> Exercise objective: Each record that follows goes into your reply unchanged; the pictures do not.

--- Entries supplied ---

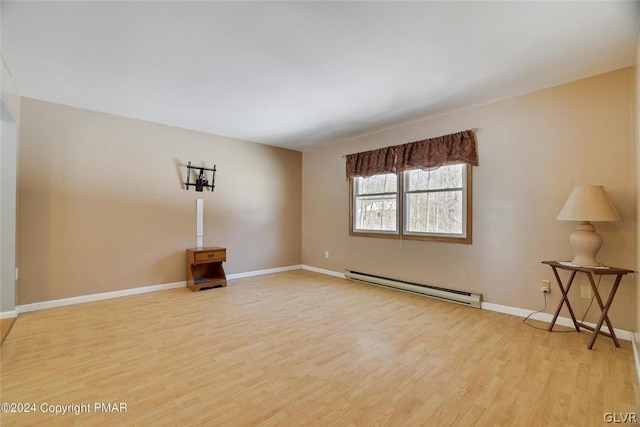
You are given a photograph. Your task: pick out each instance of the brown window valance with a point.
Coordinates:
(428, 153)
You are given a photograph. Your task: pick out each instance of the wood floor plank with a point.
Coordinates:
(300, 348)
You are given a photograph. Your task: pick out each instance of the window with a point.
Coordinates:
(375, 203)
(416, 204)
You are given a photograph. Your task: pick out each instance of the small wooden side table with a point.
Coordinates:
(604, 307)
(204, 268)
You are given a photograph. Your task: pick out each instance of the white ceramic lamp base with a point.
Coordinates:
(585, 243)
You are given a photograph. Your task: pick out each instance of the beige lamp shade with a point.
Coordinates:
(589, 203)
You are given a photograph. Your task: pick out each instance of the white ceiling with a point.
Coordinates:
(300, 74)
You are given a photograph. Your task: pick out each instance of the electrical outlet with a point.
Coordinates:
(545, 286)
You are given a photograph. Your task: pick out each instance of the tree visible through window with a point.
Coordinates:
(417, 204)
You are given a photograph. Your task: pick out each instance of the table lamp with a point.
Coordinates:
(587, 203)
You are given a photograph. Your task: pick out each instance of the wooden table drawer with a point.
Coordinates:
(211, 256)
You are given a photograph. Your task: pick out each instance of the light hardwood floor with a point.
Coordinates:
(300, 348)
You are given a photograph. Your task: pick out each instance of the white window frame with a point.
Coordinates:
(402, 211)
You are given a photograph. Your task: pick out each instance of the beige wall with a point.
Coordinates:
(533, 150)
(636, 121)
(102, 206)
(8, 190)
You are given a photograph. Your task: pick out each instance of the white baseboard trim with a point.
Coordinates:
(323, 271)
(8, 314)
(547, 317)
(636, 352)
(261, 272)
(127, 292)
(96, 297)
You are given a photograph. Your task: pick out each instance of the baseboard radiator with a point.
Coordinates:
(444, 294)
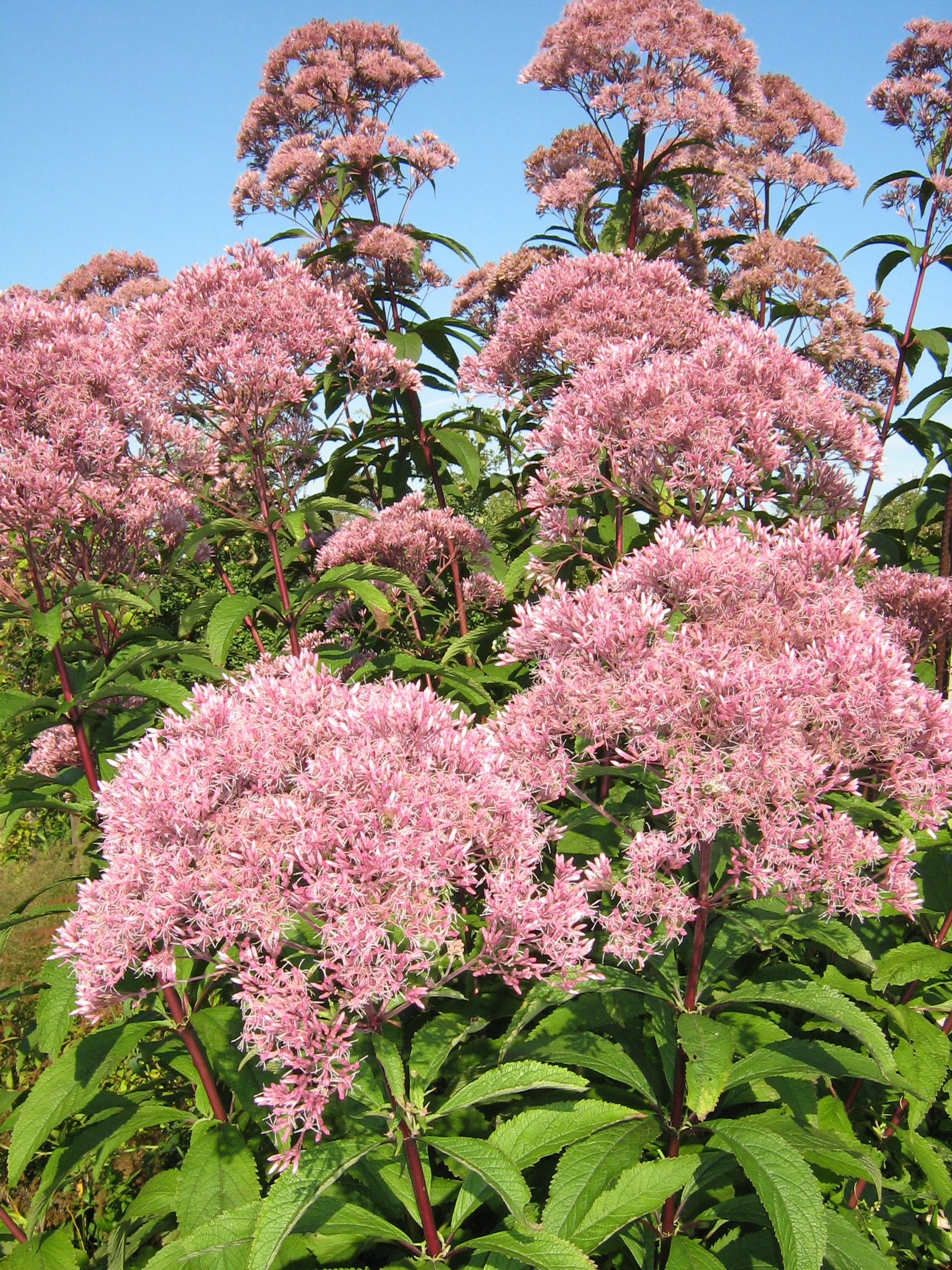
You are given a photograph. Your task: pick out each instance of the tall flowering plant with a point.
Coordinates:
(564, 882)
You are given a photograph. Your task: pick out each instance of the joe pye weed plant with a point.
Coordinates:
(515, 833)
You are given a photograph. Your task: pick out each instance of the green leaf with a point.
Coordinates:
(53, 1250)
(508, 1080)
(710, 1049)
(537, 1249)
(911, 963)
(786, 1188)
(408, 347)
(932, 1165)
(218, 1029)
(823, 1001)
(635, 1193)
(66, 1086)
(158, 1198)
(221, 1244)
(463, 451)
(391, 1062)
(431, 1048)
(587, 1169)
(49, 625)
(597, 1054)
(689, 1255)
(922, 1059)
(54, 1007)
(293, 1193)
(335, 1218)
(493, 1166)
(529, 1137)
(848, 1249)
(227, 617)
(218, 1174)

---

> Task answer:
You are given a photograph. Your task: pick out each instance of the brown window valance with a point.
Coordinates:
(428, 153)
You are given a photograph. Your task: pick out each instance of the wood floor plank with a point.
Coordinates:
(300, 348)
You are given a photograph. Your task: pick out each instance of the window with a point.
Coordinates:
(375, 203)
(416, 204)
You are given a photograph. Your task: pick out each instance of the small wooden side table with a point.
Coordinates:
(604, 307)
(204, 268)
You are given a photograph. Your task: pick out each instance of the white ceramic lamp base with a point.
Coordinates:
(585, 243)
You are given a photograph. Your task: pick out each instance of the beige lamp shade with a point.
Coordinates:
(589, 203)
You are given a photograph. Your task: pick out each instance of the white ceiling with a point.
Coordinates:
(300, 74)
You are given a photograph. Your task: pick out each instance of the electrical outlet with a point.
Coordinates:
(545, 286)
You are given a photograph. Your task: pick out each instance of the tree visible through window with a point.
Coordinates:
(417, 204)
You are given a photograph. Your task: pick out each instance of the table lamp with a point.
Coordinates:
(587, 203)
You are given a photograph. Your task: pick out each instance of the wooden table drawer with a point.
Coordinates:
(211, 256)
You are given a photograph. Your task: pick out each instance of the light hardwood floor with a point.
Coordinates:
(300, 348)
You are given a photograph. Your task: pick out each instance of the white window frame with a point.
Coordinates:
(402, 211)
You are given a photograph. Your task: pick out each instance of the beige wall with a point.
Coordinates:
(533, 150)
(636, 121)
(102, 206)
(8, 190)
You are given a photograph. Your task: pick out each instance of the white baseboard trim with a point.
Coordinates:
(323, 271)
(8, 314)
(547, 317)
(636, 352)
(261, 272)
(127, 292)
(96, 297)
You are given a photograph. Your task: pick out each instance of the baseboard radiator with a point.
Coordinates:
(444, 294)
You are given a photograph. Your task: pick out each instance of the tall flowering plant with a point.
Coordinates:
(564, 882)
You are given a photograph. Your task: pick out each instance of the joe pye weed plant with a point.
Coordinates:
(515, 833)
You are given a photograph. Your task: pick out each instance of the green leaf with a point.
Coordinates:
(53, 1250)
(508, 1080)
(710, 1049)
(537, 1249)
(911, 963)
(786, 1188)
(408, 347)
(932, 1165)
(218, 1029)
(823, 1001)
(635, 1193)
(66, 1086)
(158, 1198)
(221, 1244)
(463, 451)
(391, 1062)
(431, 1048)
(587, 1169)
(49, 625)
(597, 1054)
(689, 1255)
(922, 1059)
(54, 1007)
(293, 1193)
(335, 1218)
(493, 1166)
(529, 1137)
(848, 1249)
(227, 617)
(218, 1174)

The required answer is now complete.